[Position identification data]
====

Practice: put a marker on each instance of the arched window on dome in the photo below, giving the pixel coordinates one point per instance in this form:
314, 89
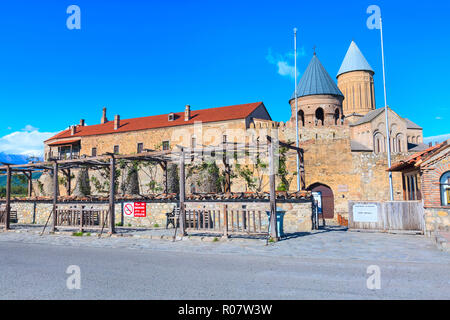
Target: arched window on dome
445, 189
320, 117
337, 115
301, 117
399, 143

====

- [What you are asked to do]: Rescale the data above by reproducing every line, requests included, with each pixel coordinate in the answers multiplied by 1.65 and rounded to the nearest whole number, halves rounded up. Leave the pictures out of your output.

- [Finished task]:
Practice: put a marker on each instance of the arched window on dome in the photo below, giving the pixel coordinates one point per instance in this form:
314, 89
Target: arched window on dome
734, 312
528, 193
556, 190
497, 193
658, 236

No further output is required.